DATASET ROWS
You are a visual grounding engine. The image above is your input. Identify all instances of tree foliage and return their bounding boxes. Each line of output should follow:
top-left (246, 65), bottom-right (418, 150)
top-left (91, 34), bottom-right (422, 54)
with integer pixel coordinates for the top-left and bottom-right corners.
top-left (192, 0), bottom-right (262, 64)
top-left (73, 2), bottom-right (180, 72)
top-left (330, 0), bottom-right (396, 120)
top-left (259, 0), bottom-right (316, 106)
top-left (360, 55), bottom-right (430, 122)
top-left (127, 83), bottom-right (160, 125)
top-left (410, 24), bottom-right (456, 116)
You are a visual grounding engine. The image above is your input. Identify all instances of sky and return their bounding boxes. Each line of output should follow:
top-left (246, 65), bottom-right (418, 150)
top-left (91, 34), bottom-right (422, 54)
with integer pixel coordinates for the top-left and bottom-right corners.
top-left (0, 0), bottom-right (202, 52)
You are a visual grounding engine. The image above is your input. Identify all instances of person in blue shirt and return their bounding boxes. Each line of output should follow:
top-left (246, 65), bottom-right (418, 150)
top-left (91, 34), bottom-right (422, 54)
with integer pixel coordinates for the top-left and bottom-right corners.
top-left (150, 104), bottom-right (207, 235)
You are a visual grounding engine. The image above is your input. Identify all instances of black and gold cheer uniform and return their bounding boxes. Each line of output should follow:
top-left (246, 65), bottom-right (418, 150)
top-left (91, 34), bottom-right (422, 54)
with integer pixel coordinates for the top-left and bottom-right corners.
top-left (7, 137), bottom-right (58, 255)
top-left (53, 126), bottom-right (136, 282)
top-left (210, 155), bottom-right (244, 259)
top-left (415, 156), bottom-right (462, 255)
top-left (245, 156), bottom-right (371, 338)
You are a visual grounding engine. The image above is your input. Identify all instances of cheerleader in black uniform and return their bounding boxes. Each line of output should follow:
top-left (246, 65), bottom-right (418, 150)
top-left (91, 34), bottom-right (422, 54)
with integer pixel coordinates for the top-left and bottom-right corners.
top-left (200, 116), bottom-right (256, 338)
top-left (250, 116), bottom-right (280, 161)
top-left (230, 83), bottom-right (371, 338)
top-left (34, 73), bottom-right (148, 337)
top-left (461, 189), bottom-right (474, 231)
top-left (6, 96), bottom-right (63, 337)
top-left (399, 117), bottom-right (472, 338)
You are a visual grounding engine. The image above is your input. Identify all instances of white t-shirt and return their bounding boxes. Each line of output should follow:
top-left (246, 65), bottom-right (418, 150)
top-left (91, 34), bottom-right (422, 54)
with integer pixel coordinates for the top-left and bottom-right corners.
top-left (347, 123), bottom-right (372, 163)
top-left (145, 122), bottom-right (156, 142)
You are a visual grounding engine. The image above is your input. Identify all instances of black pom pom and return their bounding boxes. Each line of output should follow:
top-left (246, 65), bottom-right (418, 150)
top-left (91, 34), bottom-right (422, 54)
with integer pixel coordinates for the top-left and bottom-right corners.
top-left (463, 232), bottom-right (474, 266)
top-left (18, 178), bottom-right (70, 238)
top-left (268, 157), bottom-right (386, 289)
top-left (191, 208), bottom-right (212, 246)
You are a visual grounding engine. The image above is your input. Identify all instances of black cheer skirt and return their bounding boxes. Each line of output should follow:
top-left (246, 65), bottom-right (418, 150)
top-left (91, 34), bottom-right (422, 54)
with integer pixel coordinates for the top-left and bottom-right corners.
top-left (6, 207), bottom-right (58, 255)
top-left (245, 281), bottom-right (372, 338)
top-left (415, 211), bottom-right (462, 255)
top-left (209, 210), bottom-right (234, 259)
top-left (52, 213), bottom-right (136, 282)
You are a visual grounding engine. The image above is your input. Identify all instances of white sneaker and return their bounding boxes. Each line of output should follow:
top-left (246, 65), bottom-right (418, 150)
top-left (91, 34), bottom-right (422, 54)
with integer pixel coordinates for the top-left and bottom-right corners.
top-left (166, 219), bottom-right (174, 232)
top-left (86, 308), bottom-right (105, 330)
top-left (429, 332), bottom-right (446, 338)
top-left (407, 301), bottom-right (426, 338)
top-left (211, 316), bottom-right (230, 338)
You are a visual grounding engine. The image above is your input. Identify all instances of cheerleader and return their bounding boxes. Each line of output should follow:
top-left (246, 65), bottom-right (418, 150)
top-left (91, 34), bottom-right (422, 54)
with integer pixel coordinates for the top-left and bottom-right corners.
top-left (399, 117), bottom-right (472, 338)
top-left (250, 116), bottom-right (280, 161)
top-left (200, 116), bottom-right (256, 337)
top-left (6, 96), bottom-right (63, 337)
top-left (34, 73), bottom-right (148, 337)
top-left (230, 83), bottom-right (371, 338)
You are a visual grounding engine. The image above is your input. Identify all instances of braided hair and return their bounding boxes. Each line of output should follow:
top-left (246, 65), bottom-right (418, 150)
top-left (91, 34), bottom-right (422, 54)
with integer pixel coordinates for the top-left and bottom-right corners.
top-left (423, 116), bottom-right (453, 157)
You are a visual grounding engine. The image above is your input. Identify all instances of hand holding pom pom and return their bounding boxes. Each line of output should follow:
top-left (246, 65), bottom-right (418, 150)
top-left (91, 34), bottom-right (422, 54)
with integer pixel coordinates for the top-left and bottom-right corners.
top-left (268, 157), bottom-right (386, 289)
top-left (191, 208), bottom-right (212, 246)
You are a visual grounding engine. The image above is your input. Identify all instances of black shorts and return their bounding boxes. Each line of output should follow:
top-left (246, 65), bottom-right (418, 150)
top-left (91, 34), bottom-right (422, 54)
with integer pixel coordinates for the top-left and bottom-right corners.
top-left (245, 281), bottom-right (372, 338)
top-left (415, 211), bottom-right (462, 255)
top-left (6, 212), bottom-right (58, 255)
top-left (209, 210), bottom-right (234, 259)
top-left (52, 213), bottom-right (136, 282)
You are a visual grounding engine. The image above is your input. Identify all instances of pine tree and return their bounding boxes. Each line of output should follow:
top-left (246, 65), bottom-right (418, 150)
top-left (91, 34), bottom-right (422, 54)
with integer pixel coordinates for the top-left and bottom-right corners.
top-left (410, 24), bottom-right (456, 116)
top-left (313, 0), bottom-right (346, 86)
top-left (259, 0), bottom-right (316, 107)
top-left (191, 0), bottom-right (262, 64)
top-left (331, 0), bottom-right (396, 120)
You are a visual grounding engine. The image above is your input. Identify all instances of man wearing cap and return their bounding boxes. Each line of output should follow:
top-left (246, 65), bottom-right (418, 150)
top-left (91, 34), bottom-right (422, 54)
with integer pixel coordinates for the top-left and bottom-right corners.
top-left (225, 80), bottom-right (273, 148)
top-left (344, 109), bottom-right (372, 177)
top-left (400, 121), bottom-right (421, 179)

REQUIREMENT
Can you give all of the entries above as a numbered list, with any blank lines left out?

FINAL ANSWER
1. You are a visual grounding engine. The image above is your input. Identify all instances of tree foliage and return their bounding boxes. Each line of output should follow:
2. top-left (246, 65), bottom-right (418, 150)
3. top-left (91, 34), bottom-right (422, 54)
4. with integer pixel coordinates for the top-left and bottom-right corners.
5. top-left (192, 0), bottom-right (262, 64)
6. top-left (73, 2), bottom-right (180, 72)
7. top-left (330, 0), bottom-right (396, 120)
8. top-left (259, 0), bottom-right (316, 106)
9. top-left (360, 55), bottom-right (430, 122)
10. top-left (127, 83), bottom-right (160, 125)
11. top-left (410, 24), bottom-right (456, 116)
12. You are a visual grounding engine. The image above is your input. Identify all instances of sky and return their bounding boxes. Each line of output should follow:
13. top-left (246, 65), bottom-right (418, 150)
14. top-left (91, 34), bottom-right (422, 54)
15. with integer pixel coordinates for the top-left and bottom-right corners.
16. top-left (0, 0), bottom-right (202, 52)
17. You are a visual grounding engine. The image above is your input. Identify all instances of person in blue shirt and return their bounding boxes. Each line of output should follow:
18. top-left (246, 65), bottom-right (418, 150)
19. top-left (91, 34), bottom-right (422, 54)
20. with integer pixel coordinates for the top-left and bottom-right corners.
21. top-left (150, 104), bottom-right (207, 235)
22. You are a visual grounding engine. The image above is your input. Identify all instances of black and gold cheer uniform and return their bounding boxes. Each line of output should follow:
23. top-left (246, 65), bottom-right (418, 150)
24. top-left (91, 34), bottom-right (422, 54)
25. with integer pixel coordinates for the top-left and bottom-right corners.
26. top-left (7, 137), bottom-right (58, 255)
27. top-left (53, 126), bottom-right (136, 282)
28. top-left (210, 155), bottom-right (244, 259)
29. top-left (415, 156), bottom-right (462, 255)
30. top-left (245, 156), bottom-right (371, 338)
31. You are a visual grounding engine. The image above is your input. Identify all instances of cheerleader in black uniform and return their bounding boxes. Each line of output should follow:
32. top-left (246, 65), bottom-right (418, 150)
33. top-left (91, 34), bottom-right (422, 54)
34. with integer pixel coordinates for the top-left and bottom-right corners.
35. top-left (200, 116), bottom-right (256, 338)
36. top-left (250, 116), bottom-right (280, 161)
37. top-left (230, 83), bottom-right (371, 338)
38. top-left (34, 73), bottom-right (148, 337)
39. top-left (461, 189), bottom-right (474, 231)
40. top-left (6, 96), bottom-right (63, 337)
41. top-left (399, 117), bottom-right (472, 338)
42. You are a visual grounding engine. The image above is your input. Identify all instances of white t-shirt and return their bounding boxes. Each line of output should follow:
43. top-left (246, 65), bottom-right (418, 150)
44. top-left (91, 34), bottom-right (422, 54)
45. with integer pixel coordinates for the top-left and bottom-right corners.
46. top-left (347, 123), bottom-right (372, 163)
47. top-left (145, 122), bottom-right (156, 142)
48. You are a visual grounding engine. The image above is your input. Identify all instances of black pom pom and return their bounding boxes. Each line of output should follow:
49. top-left (246, 65), bottom-right (418, 150)
50. top-left (91, 34), bottom-right (422, 54)
51. with integer pixel coordinates for the top-left and bottom-right corners.
52. top-left (463, 232), bottom-right (474, 266)
53. top-left (18, 178), bottom-right (70, 238)
54. top-left (268, 157), bottom-right (386, 289)
55. top-left (191, 208), bottom-right (212, 246)
56. You are a visual grounding engine. The image above is your input. Identify all instances of black cheer skirt and return their bounding boxes. Each line of output should follow:
57. top-left (246, 65), bottom-right (418, 150)
58. top-left (91, 34), bottom-right (422, 54)
59. with integer pixel coordinates for the top-left and bottom-right corners.
60. top-left (6, 207), bottom-right (58, 255)
61. top-left (245, 281), bottom-right (372, 338)
62. top-left (415, 211), bottom-right (462, 255)
63. top-left (209, 210), bottom-right (234, 259)
64. top-left (52, 213), bottom-right (136, 282)
65. You are a visual grounding engine. The image above is your input. Identify all instances of white sneaker and return their bounding boxes. Each line of output should follow:
66. top-left (246, 65), bottom-right (418, 150)
67. top-left (91, 34), bottom-right (422, 54)
68. with integer pixel coordinates for the top-left and bottom-right corners.
69. top-left (166, 219), bottom-right (174, 232)
70. top-left (86, 308), bottom-right (105, 330)
71. top-left (429, 332), bottom-right (446, 338)
72. top-left (407, 301), bottom-right (426, 338)
73. top-left (211, 316), bottom-right (230, 338)
74. You are a visual grounding engine. The image above is your input. Identify all instances of cheerleader and return their bounding boxes. Each line of output should follow:
75. top-left (246, 65), bottom-right (418, 150)
76. top-left (91, 34), bottom-right (422, 54)
77. with integer pixel coordinates for the top-left and bottom-right corners.
78. top-left (399, 117), bottom-right (472, 338)
79. top-left (250, 116), bottom-right (280, 161)
80. top-left (200, 116), bottom-right (256, 337)
81. top-left (6, 96), bottom-right (63, 337)
82. top-left (34, 73), bottom-right (148, 337)
83. top-left (230, 83), bottom-right (371, 338)
84. You are a visual grounding engine. The image above is your input. Identify all instances of braided hair and return their bounding boxes. Each line of output should follow:
85. top-left (246, 65), bottom-right (418, 150)
86. top-left (91, 34), bottom-right (422, 54)
87. with integer pixel coordinates for the top-left and bottom-right corners.
88. top-left (423, 116), bottom-right (453, 157)
89. You are a visual grounding engine. The image above is your input. Identify all instances of hand holding pom pom and return their bounding boxes. Each line of output should follow:
90. top-left (246, 65), bottom-right (418, 150)
91. top-left (91, 34), bottom-right (422, 54)
92. with integer pixel coordinates for the top-left and bottom-right corners.
93. top-left (268, 157), bottom-right (386, 289)
94. top-left (191, 208), bottom-right (212, 246)
95. You are a visual grounding engine. The image above is your input. Identify all instances of black shorts and return their bounding boxes. Each line of output should follow:
96. top-left (246, 65), bottom-right (418, 150)
97. top-left (91, 34), bottom-right (422, 54)
98. with integer pixel coordinates for the top-left and bottom-right corners.
99. top-left (245, 281), bottom-right (372, 338)
100. top-left (415, 211), bottom-right (462, 255)
101. top-left (6, 212), bottom-right (58, 255)
102. top-left (209, 210), bottom-right (234, 259)
103. top-left (52, 213), bottom-right (136, 282)
104. You are a visual grounding engine. The image above is your input. Identify all instances of pine tree and return their bounding boxes. Each line of output should follow:
105. top-left (246, 65), bottom-right (418, 150)
106. top-left (91, 34), bottom-right (422, 54)
107. with integer pixel coordinates for the top-left and bottom-right corners.
108. top-left (410, 24), bottom-right (456, 116)
109. top-left (313, 0), bottom-right (346, 86)
110. top-left (259, 0), bottom-right (316, 107)
111. top-left (191, 0), bottom-right (262, 64)
112. top-left (331, 0), bottom-right (396, 120)
113. You are a visual grounding engine. The image above is your input. Identify all instances of man wearing cap and return their bounding boxes. Each line of output should follow:
114. top-left (246, 65), bottom-right (418, 150)
115. top-left (91, 34), bottom-right (422, 54)
116. with integer pixel coordinates for the top-left and bottom-right corners.
117. top-left (225, 80), bottom-right (273, 148)
118. top-left (344, 109), bottom-right (372, 177)
119. top-left (400, 121), bottom-right (421, 179)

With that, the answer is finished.